(Entries from a pointing dataset)
--- begin ---

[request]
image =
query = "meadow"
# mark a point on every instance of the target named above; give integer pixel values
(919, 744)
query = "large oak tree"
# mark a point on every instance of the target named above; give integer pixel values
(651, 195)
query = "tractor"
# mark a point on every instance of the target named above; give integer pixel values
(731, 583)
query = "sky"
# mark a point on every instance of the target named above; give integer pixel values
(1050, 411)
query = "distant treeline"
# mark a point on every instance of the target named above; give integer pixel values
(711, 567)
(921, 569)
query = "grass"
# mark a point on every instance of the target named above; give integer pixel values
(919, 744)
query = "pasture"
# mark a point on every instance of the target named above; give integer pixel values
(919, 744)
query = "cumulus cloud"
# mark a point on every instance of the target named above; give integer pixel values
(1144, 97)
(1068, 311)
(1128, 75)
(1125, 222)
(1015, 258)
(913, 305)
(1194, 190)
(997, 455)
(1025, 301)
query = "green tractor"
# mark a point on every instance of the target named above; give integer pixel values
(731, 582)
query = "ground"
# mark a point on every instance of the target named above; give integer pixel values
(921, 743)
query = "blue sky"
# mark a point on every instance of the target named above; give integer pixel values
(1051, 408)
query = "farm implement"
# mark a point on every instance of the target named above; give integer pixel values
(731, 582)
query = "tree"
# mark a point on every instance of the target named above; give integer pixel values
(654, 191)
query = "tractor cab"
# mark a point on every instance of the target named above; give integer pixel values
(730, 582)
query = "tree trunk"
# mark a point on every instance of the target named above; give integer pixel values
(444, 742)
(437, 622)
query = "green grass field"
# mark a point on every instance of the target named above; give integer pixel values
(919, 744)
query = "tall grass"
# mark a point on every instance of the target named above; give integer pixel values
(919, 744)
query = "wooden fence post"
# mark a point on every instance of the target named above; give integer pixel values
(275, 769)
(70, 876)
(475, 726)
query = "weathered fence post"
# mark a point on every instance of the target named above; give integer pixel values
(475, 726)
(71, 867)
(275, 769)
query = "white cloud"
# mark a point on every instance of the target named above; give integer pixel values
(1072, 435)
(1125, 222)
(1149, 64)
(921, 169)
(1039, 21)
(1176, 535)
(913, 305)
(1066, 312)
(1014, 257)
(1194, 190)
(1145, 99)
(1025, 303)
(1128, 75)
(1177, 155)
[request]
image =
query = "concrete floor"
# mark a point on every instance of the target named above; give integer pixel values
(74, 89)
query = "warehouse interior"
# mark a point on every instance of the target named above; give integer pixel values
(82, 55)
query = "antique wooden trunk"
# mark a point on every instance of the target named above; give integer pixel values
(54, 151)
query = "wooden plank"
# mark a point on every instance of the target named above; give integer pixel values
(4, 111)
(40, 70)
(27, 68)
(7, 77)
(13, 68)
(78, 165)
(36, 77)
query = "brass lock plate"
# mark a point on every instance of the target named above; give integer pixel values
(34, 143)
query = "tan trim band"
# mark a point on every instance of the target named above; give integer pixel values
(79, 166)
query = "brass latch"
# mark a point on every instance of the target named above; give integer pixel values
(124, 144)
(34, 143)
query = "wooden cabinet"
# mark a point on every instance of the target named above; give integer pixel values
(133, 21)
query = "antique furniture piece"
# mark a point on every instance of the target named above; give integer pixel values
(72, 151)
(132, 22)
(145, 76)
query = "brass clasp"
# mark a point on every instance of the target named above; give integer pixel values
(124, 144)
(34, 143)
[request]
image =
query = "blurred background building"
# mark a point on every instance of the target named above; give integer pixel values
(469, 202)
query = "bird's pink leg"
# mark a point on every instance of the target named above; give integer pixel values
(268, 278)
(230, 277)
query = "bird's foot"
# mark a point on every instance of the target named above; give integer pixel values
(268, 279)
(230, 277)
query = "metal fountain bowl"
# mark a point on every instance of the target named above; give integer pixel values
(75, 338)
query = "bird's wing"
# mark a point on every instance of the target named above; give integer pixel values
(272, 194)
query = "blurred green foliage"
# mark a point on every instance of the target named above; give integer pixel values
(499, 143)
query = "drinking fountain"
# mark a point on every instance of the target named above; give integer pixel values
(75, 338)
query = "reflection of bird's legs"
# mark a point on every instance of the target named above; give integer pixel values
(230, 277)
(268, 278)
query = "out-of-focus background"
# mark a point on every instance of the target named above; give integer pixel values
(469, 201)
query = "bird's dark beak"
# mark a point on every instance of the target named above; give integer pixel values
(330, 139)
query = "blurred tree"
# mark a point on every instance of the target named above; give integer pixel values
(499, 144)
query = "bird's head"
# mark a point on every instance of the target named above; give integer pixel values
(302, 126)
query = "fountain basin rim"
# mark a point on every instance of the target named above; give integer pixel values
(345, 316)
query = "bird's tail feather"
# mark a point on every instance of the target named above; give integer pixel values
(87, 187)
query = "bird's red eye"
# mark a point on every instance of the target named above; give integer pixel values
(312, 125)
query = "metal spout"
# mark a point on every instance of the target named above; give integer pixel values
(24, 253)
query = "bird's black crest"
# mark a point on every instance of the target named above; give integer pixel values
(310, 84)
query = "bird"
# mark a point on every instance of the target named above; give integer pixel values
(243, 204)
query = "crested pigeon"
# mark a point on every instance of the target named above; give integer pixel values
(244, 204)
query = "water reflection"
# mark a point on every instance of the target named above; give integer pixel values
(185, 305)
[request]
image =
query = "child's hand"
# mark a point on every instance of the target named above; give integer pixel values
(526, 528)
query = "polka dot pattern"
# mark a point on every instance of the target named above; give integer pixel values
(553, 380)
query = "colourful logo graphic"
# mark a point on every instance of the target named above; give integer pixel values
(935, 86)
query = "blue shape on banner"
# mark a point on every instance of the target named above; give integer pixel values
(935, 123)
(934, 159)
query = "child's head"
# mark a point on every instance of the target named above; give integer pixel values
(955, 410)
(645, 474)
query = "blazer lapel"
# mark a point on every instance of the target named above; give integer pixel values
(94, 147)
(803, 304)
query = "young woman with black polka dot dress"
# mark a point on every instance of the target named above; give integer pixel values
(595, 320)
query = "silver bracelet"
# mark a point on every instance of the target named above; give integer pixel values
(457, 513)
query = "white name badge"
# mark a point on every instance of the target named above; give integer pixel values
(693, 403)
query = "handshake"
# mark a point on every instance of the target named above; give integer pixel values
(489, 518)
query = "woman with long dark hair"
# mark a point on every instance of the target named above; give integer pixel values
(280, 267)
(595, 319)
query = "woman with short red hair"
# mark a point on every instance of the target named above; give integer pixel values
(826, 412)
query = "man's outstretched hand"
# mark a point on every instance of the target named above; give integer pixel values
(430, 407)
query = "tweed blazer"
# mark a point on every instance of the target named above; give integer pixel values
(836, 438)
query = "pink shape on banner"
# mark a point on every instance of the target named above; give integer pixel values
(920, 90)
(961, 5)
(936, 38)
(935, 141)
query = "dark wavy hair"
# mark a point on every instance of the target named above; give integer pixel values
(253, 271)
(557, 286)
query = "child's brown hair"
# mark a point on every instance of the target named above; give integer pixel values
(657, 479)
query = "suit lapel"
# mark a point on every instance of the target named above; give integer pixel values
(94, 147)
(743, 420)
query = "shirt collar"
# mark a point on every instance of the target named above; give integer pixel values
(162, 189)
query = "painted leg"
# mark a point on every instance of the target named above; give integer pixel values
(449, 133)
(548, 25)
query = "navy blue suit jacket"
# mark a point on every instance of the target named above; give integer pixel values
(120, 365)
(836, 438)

--- end ---

Set problem:
In this exercise, repeat all entries exactly.

Written solution:
[request]
image =
query = "meadow"
# mark a point on every instance of the target named above; give integer pixel values
(919, 744)
query = "large oak tree"
# mark a point on every instance of the target named above; give integer pixel values
(651, 195)
query = "tractor"
# mark a point on every instance of the target named above; give integer pixel values
(731, 583)
query = "sky"
# mark a point on every instance of the target named above; give integer pixel values
(1050, 411)
query = "distant treeline"
# mark a point on every instance of the target named above; give integer pixel values
(711, 567)
(921, 569)
query = "grass"
# mark a point on every instance of the target named above; give integer pixel values
(919, 744)
query = "pasture"
# mark a point on every instance of the target named above; give integer pixel values
(919, 744)
query = "cumulus cloud"
# mark a point on every instance of the target named above; give integer pixel values
(1144, 97)
(1068, 311)
(1128, 75)
(1125, 222)
(1015, 258)
(913, 305)
(1194, 190)
(997, 455)
(1025, 301)
query = "green tractor"
# mark a point on every instance of the target named above; give integer pixel values
(731, 582)
query = "ground"
# mark a point on every instance of the target named above; give integer pixel values
(921, 743)
query = "blue sky"
# mark a point on every instance of the target named above; give integer pixel values
(1051, 408)
query = "farm implement"
# mark a point on every instance of the target named above; give integer pixel values
(731, 582)
query = "tree"
# mark a point on every instance of the target named above; give integer pixel values
(654, 191)
query = "tractor cab"
# mark a point on every instance of the target named above; give integer pixel values
(730, 582)
query = "tree trunk"
# mark a point on every instance of the target named above; give integer pixel values
(444, 742)
(437, 622)
query = "green grass field"
# mark a point on every instance of the target named above; give integer pixel values
(919, 744)
query = "tall grass"
# mark a point on every instance of the target named above; give integer pixel values
(919, 744)
query = "wooden fence post"
# mark a point on every instance of the target named above; give integer pixel values
(275, 769)
(70, 876)
(475, 726)
query = "weathered fence post"
# mark a point on every instance of the target named above; give integer pixel values
(475, 726)
(71, 867)
(275, 769)
query = "white cloud"
# mark a point on every instance of the target named above; give integer pixel values
(1072, 435)
(1125, 222)
(1149, 64)
(921, 169)
(1039, 21)
(1176, 535)
(913, 305)
(1066, 312)
(1014, 257)
(1194, 190)
(1145, 99)
(1025, 303)
(1128, 75)
(1177, 155)
[request]
image =
query = "concrete floor"
# mark a point on every instance of the target named above; give integer pixel values
(74, 89)
query = "warehouse interior"
# mark a point on every instance of the target named above; give integer pixel values
(82, 55)
query = "antique wooden trunk"
# mark a point on every instance of the target named above; give integer pixel values
(54, 151)
query = "wooden plank"
# mark a point on every instance of the target named above; give integer pixel values
(4, 111)
(40, 70)
(27, 68)
(7, 77)
(13, 68)
(78, 165)
(36, 77)
query = "brass lock plate"
# mark a point on every instance of the target named above; give integer pixel values
(34, 143)
query = "tan trim band"
# mark a point on every instance of the target named above; give integer pixel values
(79, 166)
query = "brass latch"
# mark a point on every instance of the target named above; give integer pixel values
(124, 144)
(34, 143)
query = "wooden cabinet"
# mark a point on every instance of the target named above; give integer pixel values
(133, 21)
query = "antique furniture piece"
# mark a point on every instance of the target named above; give integer pixel values
(72, 151)
(132, 22)
(145, 76)
query = "brass clasp"
# mark a point on every instance of the target named above; give integer pixel values
(124, 144)
(34, 143)
[request]
image =
query = "blurred background building"
# mark a point on every instance of the target named above; give integer pixel values
(469, 202)
query = "bird's pink leg"
# mark a point on every instance of the target named above; give integer pixel values
(268, 278)
(230, 277)
query = "bird's foot"
# mark a point on every instance of the target named above; give integer pixel values
(268, 279)
(230, 277)
query = "metal fountain bowl"
# mark a point on every instance of the target named above; give integer pixel values
(75, 338)
query = "bird's wing"
# mark a point on every instance of the target named above; give integer pixel values
(272, 194)
query = "blurred green foliage"
# mark a point on every instance of the target named above; give integer pixel values
(499, 143)
query = "drinking fountain"
# mark a point on every instance of the target named above; give integer pixel values
(75, 338)
query = "reflection of bird's legs"
# mark a point on every instance of the target named above; give integer pixel values
(230, 277)
(268, 278)
query = "out-of-focus background"
# mark a point on every instance of the target named above; give integer pixel values
(469, 201)
query = "bird's dark beak"
# mark a point on every instance of the target named above; give integer pixel values
(330, 139)
query = "blurred tree"
# mark a point on every instance of the target named above; give integer pixel values
(499, 144)
query = "bird's head"
# mark a point on every instance of the target named above; give integer pixel values
(302, 126)
query = "fountain basin rim"
# mark a point on every instance of the target named above; give integer pixel values
(345, 316)
query = "bird's tail feather"
# mark a point on every instance of the target named above; give integer pixel values
(87, 187)
query = "bird's red eye"
# mark a point on every instance of the target named above; give integer pixel values
(312, 125)
query = "metal spout"
# mark a point on every instance of the target named above; give integer pixel values
(24, 253)
query = "bird's black crest"
# mark a point on every instance of the target named above; give integer pixel values
(310, 84)
query = "bird"
# mark a point on every instance of the target named above; give integer pixel values
(243, 204)
query = "crested pigeon"
# mark a point on every instance of the target named above; give integer pixel values
(244, 204)
query = "water reflection"
# mark a point on every instance of the target named above; give integer pixel values
(185, 305)
[request]
image =
query = "child's hand"
# mark a point on every instance of the target named above; give integer pixel values
(526, 528)
query = "polka dot pattern"
# mark a point on every instance of the target named above; give integer pixel values
(553, 380)
query = "colourful logo graphic"
# mark a point on every instance of the target named above; give integer pixel values
(935, 86)
query = "blue shape on banner"
# mark a point on every instance of the target named above; give integer pixel values
(935, 123)
(934, 159)
query = "child's head"
# mark a point on every instance of the target named above; give integer pixel values
(955, 410)
(645, 474)
query = "blazer lapel"
# mark a point on every instance of the target named above; give integer pixel values
(94, 147)
(803, 304)
query = "young woman with black polka dot dress"
# mark a point on every instance of the target named above; give integer pixel values
(595, 320)
query = "silver bracelet"
# mark a point on every instance of the target named above; give integer pixel values
(457, 513)
query = "white name badge"
# mark a point on every instance of the target named above; give integer pixel values
(693, 403)
query = "handshake"
# mark a point on every instance of the target named above; give integer pixel values
(489, 518)
query = "woman with long dark hair"
# mark a point on every instance of the target named above; give integer pixel values
(280, 267)
(595, 319)
query = "woman with short red hair"
# mark a point on every instance of the target named above; give integer pixel values
(826, 412)
query = "man's outstretched hand"
# mark a point on every instance of the target named above; give integer pixel values
(430, 407)
query = "tweed blazer"
# mark a point on every instance of the target named above; give integer pixel values
(836, 438)
query = "pink shape on banner"
# mark a point on every instance of the target named above; give integer pixel values
(920, 90)
(961, 5)
(936, 38)
(935, 141)
query = "dark wavy hair"
# mark a point on every instance of the target named above; give integer pixel values
(253, 271)
(557, 286)
query = "child's brown hair"
# mark a point on every instance of the target named above; give integer pixel values
(657, 479)
query = "suit lapel"
# mark a point on every instance of the target named above; give integer pixel values
(94, 147)
(743, 420)
query = "shirt collar"
# mark a point on every instance of the target named above; give integer pixel values
(162, 189)
query = "painted leg"
# mark a point on every instance of the target named above; give integer pixel values
(449, 133)
(548, 25)
query = "navy blue suit jacket"
# mark a point on every instance of the target named above; give integer pixel values
(120, 365)
(836, 438)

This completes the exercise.